**TASK STATEMENT**: Copy the material from the line containing "Locate the brown alpaca's" through the end, requests included. Multiply every coordinate in the answers by 1.3 and round each result to a whole number, with halves rounding up.

**EXERCISE INPUT**:

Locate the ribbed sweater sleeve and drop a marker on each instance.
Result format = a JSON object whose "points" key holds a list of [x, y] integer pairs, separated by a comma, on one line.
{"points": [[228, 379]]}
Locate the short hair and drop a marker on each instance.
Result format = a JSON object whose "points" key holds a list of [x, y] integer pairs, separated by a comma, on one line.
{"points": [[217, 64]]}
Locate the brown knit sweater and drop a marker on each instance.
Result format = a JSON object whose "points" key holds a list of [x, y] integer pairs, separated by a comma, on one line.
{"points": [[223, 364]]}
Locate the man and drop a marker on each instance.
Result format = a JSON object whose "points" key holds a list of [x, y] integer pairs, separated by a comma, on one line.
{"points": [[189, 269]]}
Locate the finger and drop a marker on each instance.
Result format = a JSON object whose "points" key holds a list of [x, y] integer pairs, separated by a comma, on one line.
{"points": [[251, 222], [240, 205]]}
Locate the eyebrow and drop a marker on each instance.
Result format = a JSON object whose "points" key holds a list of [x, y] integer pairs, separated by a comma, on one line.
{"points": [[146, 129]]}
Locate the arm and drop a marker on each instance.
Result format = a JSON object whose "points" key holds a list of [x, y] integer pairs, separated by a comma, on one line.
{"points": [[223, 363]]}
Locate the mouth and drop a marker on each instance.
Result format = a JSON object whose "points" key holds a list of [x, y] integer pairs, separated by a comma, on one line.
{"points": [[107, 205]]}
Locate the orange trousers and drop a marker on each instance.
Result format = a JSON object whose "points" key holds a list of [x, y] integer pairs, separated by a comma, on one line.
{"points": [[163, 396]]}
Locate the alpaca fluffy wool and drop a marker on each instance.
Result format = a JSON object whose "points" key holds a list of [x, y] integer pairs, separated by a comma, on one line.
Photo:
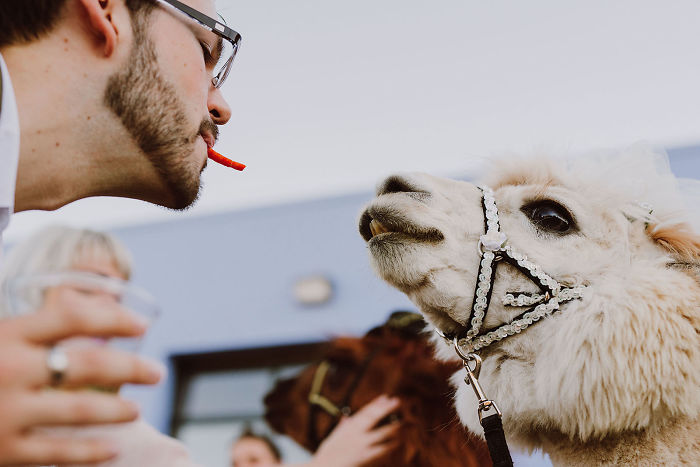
{"points": [[611, 374]]}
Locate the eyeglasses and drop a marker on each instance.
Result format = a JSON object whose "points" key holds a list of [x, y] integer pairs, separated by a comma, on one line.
{"points": [[220, 55]]}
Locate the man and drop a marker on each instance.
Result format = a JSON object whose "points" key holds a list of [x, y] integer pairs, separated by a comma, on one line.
{"points": [[99, 97]]}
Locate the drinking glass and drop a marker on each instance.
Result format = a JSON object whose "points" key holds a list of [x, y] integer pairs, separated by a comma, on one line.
{"points": [[27, 294]]}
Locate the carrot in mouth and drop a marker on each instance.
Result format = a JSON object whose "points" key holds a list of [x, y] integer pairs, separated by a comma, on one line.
{"points": [[225, 161]]}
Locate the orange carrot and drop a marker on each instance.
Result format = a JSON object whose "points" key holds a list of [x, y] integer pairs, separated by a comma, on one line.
{"points": [[216, 157]]}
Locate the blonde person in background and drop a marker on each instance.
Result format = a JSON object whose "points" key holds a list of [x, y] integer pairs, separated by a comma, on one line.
{"points": [[355, 442], [59, 249]]}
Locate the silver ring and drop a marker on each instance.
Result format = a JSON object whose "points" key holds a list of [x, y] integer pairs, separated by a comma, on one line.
{"points": [[57, 363]]}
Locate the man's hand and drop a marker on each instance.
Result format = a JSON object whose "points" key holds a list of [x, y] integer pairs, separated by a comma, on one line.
{"points": [[356, 440], [27, 402]]}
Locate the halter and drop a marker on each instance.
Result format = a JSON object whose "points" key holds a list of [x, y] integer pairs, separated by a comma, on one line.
{"points": [[492, 249], [318, 400]]}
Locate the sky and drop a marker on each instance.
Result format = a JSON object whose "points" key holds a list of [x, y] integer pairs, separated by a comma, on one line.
{"points": [[330, 96]]}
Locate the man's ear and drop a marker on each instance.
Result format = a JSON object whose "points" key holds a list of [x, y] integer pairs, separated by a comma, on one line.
{"points": [[99, 14]]}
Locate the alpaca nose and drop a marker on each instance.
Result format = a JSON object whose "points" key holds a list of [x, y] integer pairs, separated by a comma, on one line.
{"points": [[400, 184]]}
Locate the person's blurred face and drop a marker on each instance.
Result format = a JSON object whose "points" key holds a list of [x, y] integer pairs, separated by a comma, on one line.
{"points": [[99, 263], [166, 101], [251, 452]]}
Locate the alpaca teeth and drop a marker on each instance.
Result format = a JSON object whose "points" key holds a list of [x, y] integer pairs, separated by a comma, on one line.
{"points": [[377, 228]]}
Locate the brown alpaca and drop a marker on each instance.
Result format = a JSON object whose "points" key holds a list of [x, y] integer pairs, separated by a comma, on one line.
{"points": [[394, 359]]}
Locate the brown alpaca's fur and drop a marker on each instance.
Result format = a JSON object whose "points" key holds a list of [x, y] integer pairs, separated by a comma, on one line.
{"points": [[402, 366]]}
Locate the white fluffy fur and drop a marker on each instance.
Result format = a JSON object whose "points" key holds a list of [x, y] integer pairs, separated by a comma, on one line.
{"points": [[610, 379]]}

**OUTPUT OF THE TASK**:
Locate the brown alpaca's fur and drop a marker on each instance.
Result format = a JSON object whose "points" key holds a list of [x, y] integer pairs, separated by a comma, on one line.
{"points": [[523, 476]]}
Locate the white fluffy fur and drop a marker on each instance.
Result format = a JSON object whose "points" key holds a list of [x, y] integer pairs, separated by a comma, on one line.
{"points": [[793, 493]]}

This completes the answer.